## Start Dataset content

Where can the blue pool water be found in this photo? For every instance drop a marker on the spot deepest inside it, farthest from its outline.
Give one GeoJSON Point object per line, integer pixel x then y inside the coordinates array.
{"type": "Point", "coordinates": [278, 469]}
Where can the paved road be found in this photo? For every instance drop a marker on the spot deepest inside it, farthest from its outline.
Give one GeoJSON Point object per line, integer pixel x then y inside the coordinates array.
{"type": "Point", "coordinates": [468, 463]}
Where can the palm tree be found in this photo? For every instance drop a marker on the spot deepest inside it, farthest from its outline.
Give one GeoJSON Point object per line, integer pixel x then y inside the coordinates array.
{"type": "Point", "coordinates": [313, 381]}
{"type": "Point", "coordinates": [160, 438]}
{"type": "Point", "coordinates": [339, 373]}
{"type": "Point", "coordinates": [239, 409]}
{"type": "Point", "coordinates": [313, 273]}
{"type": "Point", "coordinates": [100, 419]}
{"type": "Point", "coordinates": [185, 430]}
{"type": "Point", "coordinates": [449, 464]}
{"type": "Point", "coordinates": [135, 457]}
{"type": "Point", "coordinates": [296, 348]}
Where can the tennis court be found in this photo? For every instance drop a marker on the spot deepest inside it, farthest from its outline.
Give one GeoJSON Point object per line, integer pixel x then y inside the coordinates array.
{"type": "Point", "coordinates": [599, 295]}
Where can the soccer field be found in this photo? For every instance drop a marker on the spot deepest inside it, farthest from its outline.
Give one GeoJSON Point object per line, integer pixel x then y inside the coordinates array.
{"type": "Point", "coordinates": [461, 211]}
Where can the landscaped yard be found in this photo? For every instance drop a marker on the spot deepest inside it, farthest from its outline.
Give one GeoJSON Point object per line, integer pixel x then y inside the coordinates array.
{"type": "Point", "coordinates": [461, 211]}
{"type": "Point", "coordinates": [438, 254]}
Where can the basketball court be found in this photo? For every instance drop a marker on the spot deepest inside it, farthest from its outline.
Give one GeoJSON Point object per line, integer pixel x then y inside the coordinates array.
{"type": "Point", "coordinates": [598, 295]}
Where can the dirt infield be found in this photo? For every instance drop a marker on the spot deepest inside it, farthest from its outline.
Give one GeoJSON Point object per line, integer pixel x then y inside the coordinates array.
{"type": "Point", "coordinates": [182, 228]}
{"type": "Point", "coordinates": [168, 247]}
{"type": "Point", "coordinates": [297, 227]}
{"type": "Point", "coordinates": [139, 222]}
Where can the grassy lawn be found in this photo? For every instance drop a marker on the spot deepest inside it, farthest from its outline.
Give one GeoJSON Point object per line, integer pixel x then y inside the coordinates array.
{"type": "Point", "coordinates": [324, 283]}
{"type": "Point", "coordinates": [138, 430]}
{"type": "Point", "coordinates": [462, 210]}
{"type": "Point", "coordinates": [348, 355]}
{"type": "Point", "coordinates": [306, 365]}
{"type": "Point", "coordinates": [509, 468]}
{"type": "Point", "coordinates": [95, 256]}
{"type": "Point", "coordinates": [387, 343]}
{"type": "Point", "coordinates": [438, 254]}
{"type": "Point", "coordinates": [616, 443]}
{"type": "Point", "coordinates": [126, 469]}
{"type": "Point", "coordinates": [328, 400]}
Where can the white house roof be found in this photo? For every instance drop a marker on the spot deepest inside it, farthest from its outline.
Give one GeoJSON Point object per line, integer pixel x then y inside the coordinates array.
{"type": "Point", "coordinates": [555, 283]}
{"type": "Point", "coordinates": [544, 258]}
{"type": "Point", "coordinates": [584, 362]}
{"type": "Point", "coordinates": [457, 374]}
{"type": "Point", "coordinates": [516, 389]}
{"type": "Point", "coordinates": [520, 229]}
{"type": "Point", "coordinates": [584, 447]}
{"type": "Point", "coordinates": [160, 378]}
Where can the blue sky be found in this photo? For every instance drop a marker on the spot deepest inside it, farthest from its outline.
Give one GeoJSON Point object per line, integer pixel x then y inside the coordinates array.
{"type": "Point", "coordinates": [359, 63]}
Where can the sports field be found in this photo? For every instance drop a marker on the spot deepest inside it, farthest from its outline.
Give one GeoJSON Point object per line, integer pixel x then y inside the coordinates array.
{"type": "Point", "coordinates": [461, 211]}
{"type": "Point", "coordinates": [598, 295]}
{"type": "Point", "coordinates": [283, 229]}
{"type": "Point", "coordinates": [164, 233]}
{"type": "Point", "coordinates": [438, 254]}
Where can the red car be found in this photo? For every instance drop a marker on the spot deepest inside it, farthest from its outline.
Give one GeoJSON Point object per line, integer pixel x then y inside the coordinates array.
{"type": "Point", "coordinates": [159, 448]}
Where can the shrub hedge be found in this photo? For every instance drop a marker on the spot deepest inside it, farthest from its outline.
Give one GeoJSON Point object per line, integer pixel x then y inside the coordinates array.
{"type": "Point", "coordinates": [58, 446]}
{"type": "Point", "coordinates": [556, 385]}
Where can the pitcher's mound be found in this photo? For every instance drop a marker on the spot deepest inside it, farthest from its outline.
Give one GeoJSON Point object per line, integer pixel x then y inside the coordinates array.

## End Dataset content

The request
Copy the data from the line with "Where can the pitcher's" through the end, changing "marker" to "pin" and leaving everything else as is.

Correct response
Where can the pitcher's mound be found in this photo? For every instance drop a pin on the spot deepest inside it, farthest from its outline.
Give one GeoJSON Point object per line, integer pixel x then y inside the coordinates array.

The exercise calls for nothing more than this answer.